— SUPPLIED RECORDS —

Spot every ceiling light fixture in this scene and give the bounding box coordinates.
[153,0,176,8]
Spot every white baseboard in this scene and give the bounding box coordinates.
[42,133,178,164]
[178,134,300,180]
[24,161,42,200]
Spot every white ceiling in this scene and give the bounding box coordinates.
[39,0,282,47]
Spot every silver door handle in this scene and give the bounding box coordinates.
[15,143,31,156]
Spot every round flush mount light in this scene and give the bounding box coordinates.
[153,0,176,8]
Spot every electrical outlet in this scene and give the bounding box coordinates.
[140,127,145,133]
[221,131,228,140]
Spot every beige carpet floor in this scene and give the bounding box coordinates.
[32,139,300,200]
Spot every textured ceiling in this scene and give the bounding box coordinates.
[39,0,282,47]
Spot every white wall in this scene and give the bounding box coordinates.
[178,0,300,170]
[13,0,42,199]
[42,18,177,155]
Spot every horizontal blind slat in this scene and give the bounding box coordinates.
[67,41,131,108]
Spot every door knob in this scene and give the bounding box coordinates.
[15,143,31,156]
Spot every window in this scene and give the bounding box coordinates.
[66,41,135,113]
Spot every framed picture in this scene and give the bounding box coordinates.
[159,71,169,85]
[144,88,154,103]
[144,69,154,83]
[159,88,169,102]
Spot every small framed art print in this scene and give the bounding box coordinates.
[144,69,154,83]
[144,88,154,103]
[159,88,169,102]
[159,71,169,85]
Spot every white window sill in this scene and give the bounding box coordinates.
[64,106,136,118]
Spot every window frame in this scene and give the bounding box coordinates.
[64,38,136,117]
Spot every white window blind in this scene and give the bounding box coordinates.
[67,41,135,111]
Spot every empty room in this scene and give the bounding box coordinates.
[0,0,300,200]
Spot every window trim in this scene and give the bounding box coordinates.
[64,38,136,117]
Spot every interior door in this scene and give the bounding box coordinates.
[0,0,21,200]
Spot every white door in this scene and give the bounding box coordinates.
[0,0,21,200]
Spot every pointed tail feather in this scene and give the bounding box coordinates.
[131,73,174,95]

— WORK INSTRUCTIONS —
Count the lines of the records that contain the string "light", with case counting. Reply with the number alone.

— EXERCISE RESULT —
2